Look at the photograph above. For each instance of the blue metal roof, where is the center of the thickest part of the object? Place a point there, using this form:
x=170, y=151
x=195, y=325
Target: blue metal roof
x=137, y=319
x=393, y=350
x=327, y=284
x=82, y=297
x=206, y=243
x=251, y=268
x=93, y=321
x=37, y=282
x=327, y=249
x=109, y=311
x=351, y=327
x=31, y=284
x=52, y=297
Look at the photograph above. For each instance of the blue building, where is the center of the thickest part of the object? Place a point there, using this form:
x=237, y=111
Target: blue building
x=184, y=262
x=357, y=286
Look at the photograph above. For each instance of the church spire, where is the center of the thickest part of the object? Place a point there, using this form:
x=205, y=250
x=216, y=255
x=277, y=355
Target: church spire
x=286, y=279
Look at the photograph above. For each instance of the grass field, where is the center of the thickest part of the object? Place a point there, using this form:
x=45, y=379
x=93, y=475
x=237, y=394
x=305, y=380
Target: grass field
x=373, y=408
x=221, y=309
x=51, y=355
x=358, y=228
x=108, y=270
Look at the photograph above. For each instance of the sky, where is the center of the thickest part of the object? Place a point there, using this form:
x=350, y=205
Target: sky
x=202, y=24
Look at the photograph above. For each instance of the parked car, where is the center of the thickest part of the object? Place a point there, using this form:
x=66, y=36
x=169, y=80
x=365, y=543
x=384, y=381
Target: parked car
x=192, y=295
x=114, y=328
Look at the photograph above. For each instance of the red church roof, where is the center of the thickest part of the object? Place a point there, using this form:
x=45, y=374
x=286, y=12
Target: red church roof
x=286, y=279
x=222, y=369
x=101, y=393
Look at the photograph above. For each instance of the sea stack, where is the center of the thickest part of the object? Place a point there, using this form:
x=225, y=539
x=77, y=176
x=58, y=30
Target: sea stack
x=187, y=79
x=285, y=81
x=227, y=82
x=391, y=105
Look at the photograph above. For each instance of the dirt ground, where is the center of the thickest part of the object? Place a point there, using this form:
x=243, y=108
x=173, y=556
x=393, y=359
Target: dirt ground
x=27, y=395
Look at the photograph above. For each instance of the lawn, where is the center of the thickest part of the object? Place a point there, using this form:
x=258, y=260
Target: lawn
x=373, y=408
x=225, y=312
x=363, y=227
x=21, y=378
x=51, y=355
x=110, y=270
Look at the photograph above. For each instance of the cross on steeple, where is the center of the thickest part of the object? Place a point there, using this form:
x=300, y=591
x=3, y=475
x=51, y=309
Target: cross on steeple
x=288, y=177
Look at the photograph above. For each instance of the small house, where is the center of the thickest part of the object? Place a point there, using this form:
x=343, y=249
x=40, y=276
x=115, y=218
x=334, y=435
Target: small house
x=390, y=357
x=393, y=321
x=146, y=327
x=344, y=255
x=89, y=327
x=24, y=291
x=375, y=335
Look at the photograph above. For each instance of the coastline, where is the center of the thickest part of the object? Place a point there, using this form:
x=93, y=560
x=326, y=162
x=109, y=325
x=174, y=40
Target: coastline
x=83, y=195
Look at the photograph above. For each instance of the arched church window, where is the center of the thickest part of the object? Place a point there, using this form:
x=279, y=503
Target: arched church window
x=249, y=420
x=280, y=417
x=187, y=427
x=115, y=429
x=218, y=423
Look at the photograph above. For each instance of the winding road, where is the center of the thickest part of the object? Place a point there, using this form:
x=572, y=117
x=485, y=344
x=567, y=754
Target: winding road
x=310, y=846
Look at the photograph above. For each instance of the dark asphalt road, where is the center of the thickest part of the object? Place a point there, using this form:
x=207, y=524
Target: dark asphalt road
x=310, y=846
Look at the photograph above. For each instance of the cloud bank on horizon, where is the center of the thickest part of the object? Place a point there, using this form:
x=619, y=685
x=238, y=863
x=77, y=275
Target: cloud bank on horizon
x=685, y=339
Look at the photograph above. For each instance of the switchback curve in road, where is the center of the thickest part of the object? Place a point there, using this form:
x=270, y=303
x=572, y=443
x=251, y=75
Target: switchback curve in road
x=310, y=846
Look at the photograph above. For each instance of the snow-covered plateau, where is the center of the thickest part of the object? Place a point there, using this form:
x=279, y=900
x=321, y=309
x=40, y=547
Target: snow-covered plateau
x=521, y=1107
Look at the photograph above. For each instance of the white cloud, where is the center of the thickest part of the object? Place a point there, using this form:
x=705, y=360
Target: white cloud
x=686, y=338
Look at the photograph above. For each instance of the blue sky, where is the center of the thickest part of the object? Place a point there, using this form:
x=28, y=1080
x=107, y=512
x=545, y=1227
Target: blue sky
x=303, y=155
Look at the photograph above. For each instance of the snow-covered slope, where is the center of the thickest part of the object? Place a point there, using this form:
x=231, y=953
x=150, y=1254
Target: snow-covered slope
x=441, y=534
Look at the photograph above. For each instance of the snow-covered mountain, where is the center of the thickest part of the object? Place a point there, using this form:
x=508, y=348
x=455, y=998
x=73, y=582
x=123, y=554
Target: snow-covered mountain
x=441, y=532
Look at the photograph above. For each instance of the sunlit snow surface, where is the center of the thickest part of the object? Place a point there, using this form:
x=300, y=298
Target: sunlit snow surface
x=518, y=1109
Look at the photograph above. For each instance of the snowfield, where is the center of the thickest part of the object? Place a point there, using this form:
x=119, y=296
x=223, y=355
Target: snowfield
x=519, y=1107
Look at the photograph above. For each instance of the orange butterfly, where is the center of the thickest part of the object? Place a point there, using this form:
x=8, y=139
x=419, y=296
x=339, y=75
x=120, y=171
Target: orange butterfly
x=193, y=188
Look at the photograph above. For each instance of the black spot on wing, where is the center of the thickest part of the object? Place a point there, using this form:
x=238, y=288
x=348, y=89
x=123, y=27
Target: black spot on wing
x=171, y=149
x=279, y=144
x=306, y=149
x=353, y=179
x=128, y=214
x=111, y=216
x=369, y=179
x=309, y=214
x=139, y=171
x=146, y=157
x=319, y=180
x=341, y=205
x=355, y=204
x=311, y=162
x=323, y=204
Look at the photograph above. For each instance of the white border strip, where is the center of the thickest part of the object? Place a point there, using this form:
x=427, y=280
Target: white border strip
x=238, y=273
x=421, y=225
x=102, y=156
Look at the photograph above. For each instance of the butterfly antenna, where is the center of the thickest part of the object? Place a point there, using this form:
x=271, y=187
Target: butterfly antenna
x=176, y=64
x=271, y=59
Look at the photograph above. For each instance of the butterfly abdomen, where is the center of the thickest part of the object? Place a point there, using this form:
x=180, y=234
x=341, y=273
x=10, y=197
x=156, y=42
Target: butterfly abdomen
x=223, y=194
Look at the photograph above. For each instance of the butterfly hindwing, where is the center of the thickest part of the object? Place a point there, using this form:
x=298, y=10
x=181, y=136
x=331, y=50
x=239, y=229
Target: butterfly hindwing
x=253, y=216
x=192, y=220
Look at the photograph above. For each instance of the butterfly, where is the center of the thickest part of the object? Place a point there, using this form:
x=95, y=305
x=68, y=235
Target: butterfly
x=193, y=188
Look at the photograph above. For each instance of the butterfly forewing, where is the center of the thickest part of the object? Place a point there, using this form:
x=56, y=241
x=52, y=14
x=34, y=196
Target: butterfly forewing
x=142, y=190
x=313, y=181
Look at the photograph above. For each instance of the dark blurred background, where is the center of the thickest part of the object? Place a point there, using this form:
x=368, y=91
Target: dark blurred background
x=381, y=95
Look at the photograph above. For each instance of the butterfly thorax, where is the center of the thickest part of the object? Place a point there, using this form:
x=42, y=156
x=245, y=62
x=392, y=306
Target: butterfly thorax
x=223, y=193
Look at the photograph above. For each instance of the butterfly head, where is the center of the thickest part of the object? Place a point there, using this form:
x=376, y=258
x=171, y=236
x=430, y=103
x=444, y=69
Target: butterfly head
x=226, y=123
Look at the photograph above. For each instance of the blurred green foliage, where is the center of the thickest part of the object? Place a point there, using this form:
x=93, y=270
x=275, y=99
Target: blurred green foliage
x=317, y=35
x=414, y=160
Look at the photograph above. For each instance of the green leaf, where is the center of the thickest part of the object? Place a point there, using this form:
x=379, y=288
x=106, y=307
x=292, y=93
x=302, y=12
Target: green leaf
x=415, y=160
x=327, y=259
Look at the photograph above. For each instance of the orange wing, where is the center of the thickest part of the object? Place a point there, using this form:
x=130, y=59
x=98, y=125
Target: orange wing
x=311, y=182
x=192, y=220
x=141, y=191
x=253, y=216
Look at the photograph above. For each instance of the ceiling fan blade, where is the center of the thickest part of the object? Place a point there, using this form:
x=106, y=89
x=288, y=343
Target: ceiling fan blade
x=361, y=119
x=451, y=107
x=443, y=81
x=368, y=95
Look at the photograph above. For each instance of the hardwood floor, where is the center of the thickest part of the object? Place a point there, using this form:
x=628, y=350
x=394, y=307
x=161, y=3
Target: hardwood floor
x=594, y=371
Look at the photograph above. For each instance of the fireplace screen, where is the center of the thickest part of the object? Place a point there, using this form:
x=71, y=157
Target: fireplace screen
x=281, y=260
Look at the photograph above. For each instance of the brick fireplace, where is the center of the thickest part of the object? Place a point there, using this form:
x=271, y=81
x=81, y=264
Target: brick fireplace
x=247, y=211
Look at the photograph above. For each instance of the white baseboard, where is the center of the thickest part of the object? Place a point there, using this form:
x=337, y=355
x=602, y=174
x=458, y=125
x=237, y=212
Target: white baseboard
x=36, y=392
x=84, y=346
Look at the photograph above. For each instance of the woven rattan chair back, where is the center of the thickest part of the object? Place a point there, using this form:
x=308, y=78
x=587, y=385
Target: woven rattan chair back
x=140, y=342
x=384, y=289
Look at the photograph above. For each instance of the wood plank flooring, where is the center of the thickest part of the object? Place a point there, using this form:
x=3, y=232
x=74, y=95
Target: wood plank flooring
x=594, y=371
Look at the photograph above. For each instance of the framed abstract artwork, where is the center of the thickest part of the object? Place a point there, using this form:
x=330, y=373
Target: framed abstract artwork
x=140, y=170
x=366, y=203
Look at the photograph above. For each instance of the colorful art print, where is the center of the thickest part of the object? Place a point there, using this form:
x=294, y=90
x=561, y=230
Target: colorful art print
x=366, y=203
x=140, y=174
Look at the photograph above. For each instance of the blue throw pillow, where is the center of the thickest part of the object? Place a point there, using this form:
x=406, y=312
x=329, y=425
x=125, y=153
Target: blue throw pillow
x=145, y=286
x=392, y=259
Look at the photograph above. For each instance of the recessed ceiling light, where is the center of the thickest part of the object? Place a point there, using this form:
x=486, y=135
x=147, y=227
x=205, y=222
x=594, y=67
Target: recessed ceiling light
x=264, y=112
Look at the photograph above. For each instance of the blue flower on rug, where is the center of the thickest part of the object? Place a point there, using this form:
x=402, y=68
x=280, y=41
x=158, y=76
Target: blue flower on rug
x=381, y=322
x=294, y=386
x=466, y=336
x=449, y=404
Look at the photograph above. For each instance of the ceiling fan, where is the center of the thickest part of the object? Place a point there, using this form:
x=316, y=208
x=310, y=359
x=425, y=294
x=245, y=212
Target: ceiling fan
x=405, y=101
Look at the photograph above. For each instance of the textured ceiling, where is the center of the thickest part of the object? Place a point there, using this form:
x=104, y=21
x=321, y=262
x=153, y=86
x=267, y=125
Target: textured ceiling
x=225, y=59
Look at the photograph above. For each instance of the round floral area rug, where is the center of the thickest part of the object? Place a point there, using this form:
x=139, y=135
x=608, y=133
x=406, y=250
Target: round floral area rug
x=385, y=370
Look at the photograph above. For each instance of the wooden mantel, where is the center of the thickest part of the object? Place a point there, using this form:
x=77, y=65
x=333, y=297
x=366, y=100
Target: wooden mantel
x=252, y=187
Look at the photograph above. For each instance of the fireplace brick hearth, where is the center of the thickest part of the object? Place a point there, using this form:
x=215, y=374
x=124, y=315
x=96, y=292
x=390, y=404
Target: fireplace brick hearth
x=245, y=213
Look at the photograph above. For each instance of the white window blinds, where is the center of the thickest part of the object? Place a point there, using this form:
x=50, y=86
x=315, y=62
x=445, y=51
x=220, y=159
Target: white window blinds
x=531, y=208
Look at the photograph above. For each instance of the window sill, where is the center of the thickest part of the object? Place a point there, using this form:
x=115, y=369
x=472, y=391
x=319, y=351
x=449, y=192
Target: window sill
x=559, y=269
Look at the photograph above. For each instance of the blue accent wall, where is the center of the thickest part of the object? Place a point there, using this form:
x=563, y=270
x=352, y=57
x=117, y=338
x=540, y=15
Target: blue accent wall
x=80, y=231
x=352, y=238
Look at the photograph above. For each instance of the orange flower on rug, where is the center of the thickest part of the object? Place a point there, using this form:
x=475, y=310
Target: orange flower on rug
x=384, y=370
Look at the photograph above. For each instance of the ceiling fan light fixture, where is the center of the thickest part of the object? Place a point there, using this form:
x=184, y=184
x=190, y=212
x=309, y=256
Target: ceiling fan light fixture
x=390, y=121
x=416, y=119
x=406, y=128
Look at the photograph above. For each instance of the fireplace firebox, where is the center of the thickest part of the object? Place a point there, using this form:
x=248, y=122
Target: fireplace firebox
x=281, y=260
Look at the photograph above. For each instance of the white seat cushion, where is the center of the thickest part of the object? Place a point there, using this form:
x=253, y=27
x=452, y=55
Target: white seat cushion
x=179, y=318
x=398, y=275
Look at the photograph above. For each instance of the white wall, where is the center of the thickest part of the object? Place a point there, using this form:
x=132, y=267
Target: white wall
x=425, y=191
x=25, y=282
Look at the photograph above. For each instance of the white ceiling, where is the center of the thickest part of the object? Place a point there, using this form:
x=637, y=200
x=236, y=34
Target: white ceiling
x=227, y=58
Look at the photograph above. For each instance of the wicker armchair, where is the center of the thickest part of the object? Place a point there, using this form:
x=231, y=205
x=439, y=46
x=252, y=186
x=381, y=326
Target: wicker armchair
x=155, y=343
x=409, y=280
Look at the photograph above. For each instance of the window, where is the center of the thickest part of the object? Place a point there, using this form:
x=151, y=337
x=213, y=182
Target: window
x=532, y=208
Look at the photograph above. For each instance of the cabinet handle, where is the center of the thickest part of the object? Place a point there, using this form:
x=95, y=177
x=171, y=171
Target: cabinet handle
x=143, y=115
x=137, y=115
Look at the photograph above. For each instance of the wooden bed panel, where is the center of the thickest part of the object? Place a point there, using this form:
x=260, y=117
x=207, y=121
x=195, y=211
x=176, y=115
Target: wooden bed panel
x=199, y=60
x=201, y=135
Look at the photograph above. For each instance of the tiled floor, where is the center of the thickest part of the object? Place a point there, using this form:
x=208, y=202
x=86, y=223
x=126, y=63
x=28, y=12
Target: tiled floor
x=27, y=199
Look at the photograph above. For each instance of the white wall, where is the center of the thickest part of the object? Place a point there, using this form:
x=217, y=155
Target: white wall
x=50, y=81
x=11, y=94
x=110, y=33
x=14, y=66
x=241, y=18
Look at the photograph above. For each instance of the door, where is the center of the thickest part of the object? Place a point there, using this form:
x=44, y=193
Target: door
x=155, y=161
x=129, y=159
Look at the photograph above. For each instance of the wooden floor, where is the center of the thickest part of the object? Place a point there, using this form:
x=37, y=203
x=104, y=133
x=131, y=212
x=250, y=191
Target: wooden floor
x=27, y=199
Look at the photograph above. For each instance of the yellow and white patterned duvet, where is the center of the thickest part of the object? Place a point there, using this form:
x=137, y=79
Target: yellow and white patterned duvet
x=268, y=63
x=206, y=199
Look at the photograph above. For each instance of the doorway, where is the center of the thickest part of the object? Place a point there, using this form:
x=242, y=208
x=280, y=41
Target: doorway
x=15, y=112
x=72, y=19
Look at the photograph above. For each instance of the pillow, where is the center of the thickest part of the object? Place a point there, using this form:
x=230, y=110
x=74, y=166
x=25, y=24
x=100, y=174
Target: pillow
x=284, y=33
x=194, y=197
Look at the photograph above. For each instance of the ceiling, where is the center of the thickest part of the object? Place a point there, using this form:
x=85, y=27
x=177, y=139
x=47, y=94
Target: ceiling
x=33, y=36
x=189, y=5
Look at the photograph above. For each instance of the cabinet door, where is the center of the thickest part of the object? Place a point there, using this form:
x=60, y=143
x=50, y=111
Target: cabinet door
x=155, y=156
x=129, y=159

> [AIM]:
Rewrite the records starting at the line that contains "butterfly abdomen, where" and ending at the line that contains "x=223, y=194", requests included, and shift each answer point by adding 39 to both its x and y coordinates. Keep the requests and their sample coordinates unchanged.

> [FINISHED TASK]:
Look at the photograph above. For each instance of the butterfly abdomen, where is the center of the thickest part of the object? Place a point there, using this form:
x=180, y=234
x=341, y=273
x=10, y=197
x=156, y=42
Target: butterfly abdomen
x=262, y=233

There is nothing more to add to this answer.